# Task goal
Of the entries that follow, how many lines hold the word "plant"? Reply with the number only.

[Saved entries]

↓↓↓

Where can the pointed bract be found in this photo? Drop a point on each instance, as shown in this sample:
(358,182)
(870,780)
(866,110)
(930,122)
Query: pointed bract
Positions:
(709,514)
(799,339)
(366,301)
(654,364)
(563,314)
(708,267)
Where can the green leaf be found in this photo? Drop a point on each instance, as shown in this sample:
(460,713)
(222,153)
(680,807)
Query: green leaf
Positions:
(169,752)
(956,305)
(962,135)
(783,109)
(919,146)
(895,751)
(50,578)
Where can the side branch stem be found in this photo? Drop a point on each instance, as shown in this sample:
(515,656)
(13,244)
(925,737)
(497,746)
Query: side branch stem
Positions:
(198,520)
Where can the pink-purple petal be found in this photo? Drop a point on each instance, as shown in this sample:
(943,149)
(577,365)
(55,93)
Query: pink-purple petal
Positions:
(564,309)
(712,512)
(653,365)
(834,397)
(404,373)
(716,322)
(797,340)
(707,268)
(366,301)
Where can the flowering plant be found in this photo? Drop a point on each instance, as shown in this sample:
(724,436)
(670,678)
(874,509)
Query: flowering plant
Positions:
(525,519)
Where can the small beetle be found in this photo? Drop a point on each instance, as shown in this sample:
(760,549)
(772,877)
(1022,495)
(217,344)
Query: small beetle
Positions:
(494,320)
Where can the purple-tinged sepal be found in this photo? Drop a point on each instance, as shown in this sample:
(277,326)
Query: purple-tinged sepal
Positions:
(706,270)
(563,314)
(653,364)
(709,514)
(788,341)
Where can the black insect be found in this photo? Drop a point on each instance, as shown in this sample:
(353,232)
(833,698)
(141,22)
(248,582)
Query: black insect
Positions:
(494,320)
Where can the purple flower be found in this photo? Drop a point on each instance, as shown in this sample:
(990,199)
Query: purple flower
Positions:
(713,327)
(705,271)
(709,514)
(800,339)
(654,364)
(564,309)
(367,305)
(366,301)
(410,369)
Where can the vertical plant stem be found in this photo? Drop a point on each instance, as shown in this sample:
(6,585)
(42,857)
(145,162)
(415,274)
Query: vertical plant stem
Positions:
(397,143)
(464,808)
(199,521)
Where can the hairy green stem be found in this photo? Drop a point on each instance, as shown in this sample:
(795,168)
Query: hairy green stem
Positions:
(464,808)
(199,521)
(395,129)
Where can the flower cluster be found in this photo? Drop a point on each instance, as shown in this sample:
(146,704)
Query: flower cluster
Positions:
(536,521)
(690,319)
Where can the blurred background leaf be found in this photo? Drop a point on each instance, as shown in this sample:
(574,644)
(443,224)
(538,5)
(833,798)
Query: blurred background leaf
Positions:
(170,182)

↑↑↑

# Output
4